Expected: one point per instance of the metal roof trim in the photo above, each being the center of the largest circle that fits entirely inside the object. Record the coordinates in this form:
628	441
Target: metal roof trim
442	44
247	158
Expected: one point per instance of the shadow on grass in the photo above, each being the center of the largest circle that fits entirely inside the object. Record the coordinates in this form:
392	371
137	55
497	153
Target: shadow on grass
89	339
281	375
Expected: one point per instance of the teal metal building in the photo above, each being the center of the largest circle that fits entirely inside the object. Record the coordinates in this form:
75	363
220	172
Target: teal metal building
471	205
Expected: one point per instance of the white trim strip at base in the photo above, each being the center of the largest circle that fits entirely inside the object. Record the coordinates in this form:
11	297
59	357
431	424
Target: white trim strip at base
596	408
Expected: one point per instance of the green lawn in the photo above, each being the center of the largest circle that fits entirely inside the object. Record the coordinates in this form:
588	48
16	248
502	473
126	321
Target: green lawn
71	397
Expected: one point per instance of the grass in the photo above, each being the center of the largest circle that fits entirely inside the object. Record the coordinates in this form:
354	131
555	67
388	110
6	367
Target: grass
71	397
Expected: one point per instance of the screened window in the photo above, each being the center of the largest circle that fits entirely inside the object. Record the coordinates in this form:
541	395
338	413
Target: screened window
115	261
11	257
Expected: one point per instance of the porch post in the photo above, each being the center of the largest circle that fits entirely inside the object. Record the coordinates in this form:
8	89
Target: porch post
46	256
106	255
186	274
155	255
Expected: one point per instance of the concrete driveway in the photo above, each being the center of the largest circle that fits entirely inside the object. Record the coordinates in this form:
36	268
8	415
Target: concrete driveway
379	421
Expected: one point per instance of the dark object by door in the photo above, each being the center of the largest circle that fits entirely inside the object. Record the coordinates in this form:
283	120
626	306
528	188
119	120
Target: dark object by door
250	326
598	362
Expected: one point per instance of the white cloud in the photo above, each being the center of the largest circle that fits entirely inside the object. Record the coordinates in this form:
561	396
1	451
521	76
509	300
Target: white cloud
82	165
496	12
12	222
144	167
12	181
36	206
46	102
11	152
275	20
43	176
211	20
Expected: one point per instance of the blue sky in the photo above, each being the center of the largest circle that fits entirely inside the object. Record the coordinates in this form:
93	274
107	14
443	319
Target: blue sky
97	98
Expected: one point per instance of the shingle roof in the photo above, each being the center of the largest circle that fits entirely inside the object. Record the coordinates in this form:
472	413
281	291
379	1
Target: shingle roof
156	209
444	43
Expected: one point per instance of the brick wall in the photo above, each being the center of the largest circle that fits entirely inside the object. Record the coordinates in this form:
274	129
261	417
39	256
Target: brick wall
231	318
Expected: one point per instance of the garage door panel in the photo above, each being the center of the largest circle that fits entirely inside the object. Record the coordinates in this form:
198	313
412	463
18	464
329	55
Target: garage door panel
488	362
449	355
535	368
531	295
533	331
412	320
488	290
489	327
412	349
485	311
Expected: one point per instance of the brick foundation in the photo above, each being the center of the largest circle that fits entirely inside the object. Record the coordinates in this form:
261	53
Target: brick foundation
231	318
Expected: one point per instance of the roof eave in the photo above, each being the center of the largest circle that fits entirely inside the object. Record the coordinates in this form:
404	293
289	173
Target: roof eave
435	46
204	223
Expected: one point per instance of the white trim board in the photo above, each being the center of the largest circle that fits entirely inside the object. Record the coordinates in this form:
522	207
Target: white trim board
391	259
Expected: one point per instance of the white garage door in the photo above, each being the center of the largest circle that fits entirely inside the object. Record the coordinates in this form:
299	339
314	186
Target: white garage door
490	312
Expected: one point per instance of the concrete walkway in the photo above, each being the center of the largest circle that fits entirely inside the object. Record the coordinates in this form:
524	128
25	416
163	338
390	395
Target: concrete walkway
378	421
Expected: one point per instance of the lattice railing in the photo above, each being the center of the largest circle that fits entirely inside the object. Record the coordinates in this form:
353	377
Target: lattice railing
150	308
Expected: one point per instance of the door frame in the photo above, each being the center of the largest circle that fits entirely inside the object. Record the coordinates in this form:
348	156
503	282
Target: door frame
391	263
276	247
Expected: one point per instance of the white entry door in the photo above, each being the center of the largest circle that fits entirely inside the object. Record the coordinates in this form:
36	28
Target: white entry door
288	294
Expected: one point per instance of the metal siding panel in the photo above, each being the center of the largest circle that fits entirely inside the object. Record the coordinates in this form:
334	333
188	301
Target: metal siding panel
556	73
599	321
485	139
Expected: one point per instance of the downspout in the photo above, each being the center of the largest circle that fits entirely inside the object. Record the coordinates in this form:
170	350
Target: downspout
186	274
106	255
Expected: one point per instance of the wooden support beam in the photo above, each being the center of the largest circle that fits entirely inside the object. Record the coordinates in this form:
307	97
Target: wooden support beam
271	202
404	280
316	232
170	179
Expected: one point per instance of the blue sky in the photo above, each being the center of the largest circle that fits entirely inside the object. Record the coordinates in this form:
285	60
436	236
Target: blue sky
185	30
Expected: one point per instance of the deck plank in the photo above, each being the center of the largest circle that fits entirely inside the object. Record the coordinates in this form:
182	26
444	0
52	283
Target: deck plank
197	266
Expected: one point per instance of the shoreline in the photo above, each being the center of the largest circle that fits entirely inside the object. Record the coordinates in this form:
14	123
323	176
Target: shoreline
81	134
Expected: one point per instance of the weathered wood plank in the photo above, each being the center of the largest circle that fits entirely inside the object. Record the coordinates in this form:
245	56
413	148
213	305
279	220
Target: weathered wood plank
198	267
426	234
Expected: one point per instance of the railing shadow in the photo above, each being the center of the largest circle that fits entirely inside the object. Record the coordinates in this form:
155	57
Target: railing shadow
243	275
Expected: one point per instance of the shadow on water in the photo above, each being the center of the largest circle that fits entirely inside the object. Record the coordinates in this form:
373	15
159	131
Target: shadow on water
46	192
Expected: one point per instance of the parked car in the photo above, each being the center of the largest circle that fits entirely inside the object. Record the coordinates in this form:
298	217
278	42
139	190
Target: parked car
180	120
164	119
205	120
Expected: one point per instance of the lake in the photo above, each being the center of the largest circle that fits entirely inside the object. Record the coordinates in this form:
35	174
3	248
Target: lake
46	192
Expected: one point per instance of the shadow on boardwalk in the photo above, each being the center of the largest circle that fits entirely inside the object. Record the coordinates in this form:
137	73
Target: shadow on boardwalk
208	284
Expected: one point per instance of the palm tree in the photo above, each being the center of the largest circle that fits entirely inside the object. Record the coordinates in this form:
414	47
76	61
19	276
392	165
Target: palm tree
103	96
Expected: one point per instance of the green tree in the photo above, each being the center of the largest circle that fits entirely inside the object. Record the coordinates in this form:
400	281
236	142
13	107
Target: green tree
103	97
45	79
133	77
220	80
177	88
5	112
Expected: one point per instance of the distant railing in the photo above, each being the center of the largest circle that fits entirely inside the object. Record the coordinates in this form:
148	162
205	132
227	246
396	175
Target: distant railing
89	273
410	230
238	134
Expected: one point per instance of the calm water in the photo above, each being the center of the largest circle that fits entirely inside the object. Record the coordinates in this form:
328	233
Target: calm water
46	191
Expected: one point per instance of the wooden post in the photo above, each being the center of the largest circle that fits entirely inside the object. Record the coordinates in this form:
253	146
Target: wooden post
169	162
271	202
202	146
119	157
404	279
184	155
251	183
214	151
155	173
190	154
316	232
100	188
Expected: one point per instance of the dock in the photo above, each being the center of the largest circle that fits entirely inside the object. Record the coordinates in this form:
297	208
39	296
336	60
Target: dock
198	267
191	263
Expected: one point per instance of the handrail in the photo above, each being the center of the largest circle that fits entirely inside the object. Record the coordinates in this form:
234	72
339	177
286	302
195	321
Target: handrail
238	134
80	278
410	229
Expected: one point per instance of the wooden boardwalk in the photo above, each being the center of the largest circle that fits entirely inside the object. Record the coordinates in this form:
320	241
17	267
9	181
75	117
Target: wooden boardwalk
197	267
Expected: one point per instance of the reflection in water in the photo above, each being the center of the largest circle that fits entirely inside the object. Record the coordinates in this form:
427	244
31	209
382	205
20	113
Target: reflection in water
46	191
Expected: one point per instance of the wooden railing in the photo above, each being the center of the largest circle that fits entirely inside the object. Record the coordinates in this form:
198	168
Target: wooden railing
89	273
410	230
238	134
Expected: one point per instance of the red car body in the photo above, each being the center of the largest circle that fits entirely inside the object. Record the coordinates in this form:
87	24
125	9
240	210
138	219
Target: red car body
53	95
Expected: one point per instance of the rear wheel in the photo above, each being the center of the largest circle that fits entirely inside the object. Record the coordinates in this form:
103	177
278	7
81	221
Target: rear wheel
▬▬▬▬▬▬▬▬▬▬
_EXERCISE AIM_
Go through the entries above and report how many lines hold the word "rear". Nothing but the number is needed.

_REPLY TO THE TASK_
2